■ EXTRACTO PROPORCIONADO ■
En algún lugar del porvenir, más allá de los confines de
la lógica se extiende el territorio de lo improbable; ahí suelen deteriorarse
las aspiraciones y se vulneran sin piedad los rasgos de la cordura para erigir
una aberrante versión del futuro…
Una de
las manifestaciones de la condición
humana es la irrenunciable propensión a soñar que suele reflejarse en el feliz
desenlace de las ficciones y en las bondades del paisaje descrito en todas las
utopías. Pero el optimismo no es el único atributo para el ejercicio de la
imaginación, como siempre y desde entonces, existe la probabilidad de que
suceda lo indeseable en el fatídico entorno de las distopías.
La
frontera que separa a las utopías y a las distopías es tan frágil como la frontera entre la realidad y las
ficciones; son vulnerables por naturaleza y etéreas como los pensamientos. Confieso
que me fascinan las distopías: porque aún en la más cruel de las tiranías
germina la vocación por la verdad y florece, temeraria, una esperanza.
Una de
las distopías más impactantes es “El cuento de la criada” (The handmaid’s tale),
escrita por Margaret Atwood, publicada en 1985. Atwood enfatiza la caprichosa
interpretación del antiguo testamento en la dictadura fundamentalista de la
república de “Gilead”. Ahí, traspasamos el umbral de la ficción dispuestos a
deambular en un régimen despótico donde la intolerancia es una virtud acompañando
las vivencias de una protagonista que pierde hasta el derecho a la identidad. La
autora advierte que: “En este clima de división, en el que parece estar al alza
la proyección del odio contra muchos grupos, al tiempo que los extremistas de
toda denominación manifiestan su desprecio a las instituciones democráticas,
contamos con la certeza de que, en algún lugar, alguien está tomando nota de
todo lo que ocurre a partir de su propia existencia.”

■ PROBLEMA BREVE ■
¿Puedes transcribir el pasaje del texto sobre las distopías que va de "En algún lugar del" a "de las distopías.", ambos incluidos?

■ MATERIAL PROPORCIONADO ■
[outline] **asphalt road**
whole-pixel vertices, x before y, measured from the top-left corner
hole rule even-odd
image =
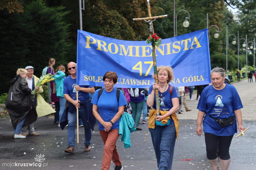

■ RESULTADO DEL EJERCICIO ■
En algún lugar del porvenir, más allá de los confines de
la lógica se extiende el territorio de lo improbable; ahí suelen deteriorarse
las aspiraciones y se vulneran sin piedad los rasgos de la cordura para erigir
una aberrante versión del futuro…
Una de
las manifestaciones de la condición
humana es la irrenunciable propensión a soñar que suele reflejarse en el feliz
desenlace de las ficciones y en las bondades del paisaje descrito en todas las
utopías. Pero el optimismo no es el único atributo para el ejercicio de la
imaginación, como siempre y desde entonces, existe la probabilidad de que
suceda lo indeseable en el fatídico entorno de las distopías.